─── AVAILABLE DATA ───

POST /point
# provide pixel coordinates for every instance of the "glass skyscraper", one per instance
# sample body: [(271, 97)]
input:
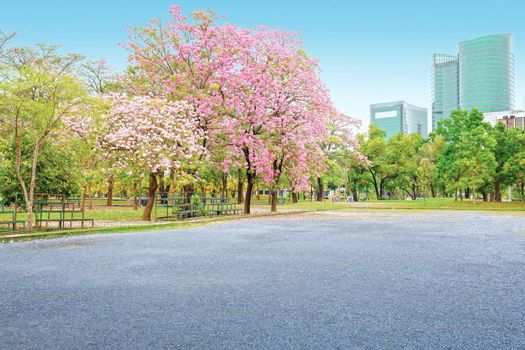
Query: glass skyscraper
[(481, 76), (486, 68), (399, 117), (445, 87)]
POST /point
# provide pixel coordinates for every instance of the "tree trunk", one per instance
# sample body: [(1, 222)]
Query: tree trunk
[(320, 191), (135, 199), (274, 200), (18, 151), (497, 190), (355, 195), (432, 190), (90, 206), (224, 183), (152, 189), (188, 192), (32, 185), (83, 202), (249, 189), (240, 188), (111, 185)]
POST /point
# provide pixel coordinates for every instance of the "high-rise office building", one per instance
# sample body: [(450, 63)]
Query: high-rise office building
[(481, 76), (399, 117), (445, 87), (486, 73)]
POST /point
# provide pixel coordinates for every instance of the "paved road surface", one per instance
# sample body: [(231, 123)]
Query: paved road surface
[(371, 281)]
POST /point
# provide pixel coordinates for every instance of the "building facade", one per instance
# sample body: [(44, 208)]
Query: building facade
[(486, 74), (481, 76), (445, 87), (511, 119), (399, 117)]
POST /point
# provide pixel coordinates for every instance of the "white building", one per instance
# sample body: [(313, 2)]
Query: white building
[(512, 119)]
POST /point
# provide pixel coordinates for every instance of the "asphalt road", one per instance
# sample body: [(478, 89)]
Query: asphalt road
[(371, 281)]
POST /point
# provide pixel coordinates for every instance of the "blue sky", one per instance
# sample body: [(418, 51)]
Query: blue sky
[(370, 51)]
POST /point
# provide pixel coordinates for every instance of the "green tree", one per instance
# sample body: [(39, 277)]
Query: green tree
[(375, 149), (467, 160), (38, 92), (509, 152)]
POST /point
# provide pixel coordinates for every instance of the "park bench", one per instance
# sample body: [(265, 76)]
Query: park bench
[(62, 222), (12, 225)]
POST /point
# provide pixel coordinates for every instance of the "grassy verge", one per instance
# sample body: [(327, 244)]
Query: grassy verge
[(430, 204)]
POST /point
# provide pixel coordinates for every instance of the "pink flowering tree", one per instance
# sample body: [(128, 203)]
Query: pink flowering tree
[(151, 136), (257, 96)]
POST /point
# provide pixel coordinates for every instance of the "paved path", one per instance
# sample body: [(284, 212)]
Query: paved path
[(423, 281)]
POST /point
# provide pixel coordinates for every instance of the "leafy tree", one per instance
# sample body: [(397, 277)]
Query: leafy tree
[(467, 160), (509, 152), (38, 91), (57, 170), (375, 149)]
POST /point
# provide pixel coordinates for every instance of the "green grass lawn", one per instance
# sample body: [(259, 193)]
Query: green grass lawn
[(420, 204)]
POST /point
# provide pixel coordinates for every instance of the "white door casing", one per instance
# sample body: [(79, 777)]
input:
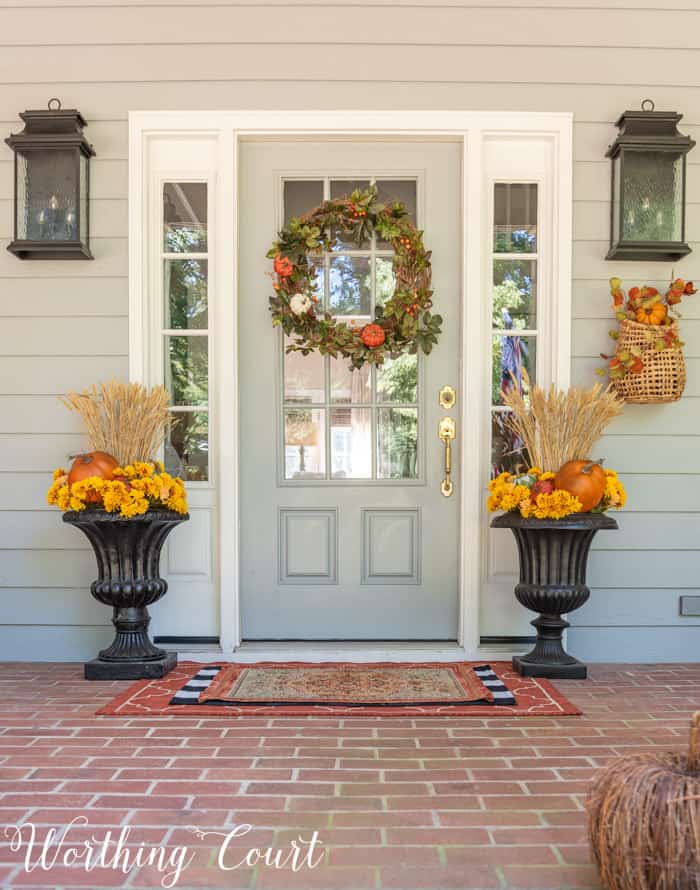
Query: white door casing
[(203, 146)]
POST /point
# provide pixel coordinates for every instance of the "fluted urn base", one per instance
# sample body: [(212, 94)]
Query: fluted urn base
[(128, 562), (553, 555)]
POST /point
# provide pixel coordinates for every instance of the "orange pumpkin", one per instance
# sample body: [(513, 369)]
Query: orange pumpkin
[(283, 266), (585, 479), (372, 335), (654, 314), (93, 463)]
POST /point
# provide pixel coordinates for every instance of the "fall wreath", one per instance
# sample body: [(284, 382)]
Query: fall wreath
[(403, 323)]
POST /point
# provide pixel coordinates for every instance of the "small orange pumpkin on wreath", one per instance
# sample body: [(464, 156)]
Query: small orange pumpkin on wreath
[(403, 324)]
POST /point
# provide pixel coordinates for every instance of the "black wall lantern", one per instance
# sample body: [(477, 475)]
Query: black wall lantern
[(648, 186), (52, 186)]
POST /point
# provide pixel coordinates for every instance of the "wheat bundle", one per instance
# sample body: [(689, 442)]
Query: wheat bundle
[(558, 426), (644, 820), (127, 420)]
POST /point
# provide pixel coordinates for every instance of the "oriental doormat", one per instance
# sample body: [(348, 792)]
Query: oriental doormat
[(342, 689)]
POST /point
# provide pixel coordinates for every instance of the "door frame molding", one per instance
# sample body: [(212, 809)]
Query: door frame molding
[(225, 129)]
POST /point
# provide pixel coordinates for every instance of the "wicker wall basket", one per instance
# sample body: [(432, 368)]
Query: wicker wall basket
[(663, 376)]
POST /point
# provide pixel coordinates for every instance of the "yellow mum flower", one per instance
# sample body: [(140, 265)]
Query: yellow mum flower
[(556, 505), (526, 508), (134, 508), (114, 495), (521, 492)]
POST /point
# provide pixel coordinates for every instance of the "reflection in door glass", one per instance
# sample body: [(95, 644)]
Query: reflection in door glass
[(513, 364), (304, 378), (350, 286), (185, 217), (187, 446), (397, 443), (304, 444), (351, 443), (515, 294), (508, 454), (397, 380), (515, 217), (348, 386)]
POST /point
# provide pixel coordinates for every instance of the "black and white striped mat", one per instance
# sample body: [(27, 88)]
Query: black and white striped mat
[(189, 694)]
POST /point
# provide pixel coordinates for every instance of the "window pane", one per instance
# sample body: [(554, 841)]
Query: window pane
[(351, 443), (185, 217), (304, 444), (515, 294), (187, 446), (341, 188), (385, 280), (186, 370), (350, 286), (300, 196), (514, 360), (515, 218), (653, 196), (404, 190), (397, 379), (397, 443), (185, 289), (506, 448), (349, 385), (304, 378)]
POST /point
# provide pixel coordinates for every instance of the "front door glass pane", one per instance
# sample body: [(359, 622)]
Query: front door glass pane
[(304, 378), (397, 446), (351, 443), (304, 443), (365, 439)]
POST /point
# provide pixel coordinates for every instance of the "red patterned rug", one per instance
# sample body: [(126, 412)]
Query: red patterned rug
[(342, 689)]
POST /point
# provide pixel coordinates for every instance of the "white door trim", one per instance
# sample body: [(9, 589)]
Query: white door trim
[(227, 128)]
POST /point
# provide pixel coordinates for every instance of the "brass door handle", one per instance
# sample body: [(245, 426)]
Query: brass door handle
[(447, 432)]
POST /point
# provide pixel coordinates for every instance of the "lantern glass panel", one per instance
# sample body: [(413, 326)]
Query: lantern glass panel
[(617, 163), (47, 196), (653, 196), (83, 199)]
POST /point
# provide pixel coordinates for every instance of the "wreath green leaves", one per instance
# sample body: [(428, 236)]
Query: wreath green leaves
[(403, 324)]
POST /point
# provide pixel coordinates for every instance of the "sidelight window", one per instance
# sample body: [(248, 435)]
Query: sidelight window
[(514, 316), (185, 276)]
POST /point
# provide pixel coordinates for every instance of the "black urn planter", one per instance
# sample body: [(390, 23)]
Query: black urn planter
[(128, 564), (553, 555)]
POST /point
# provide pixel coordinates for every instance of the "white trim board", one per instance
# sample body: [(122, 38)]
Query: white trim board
[(222, 131), (369, 652)]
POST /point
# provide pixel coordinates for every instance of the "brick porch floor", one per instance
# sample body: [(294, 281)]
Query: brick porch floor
[(398, 803)]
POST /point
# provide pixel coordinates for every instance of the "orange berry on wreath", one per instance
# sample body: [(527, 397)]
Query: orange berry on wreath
[(283, 266), (372, 335)]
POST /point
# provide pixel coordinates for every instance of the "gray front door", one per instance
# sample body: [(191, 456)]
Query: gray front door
[(345, 534)]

───

◆ AIM
Pull every line from the listing above that contains the word "fall". Case counts, so a line matches only if its capitalization is identical.

◆ RESPONSE
# provide pixel coordinates for every instance of the "fall wreath", one per instance
Query: fall wreath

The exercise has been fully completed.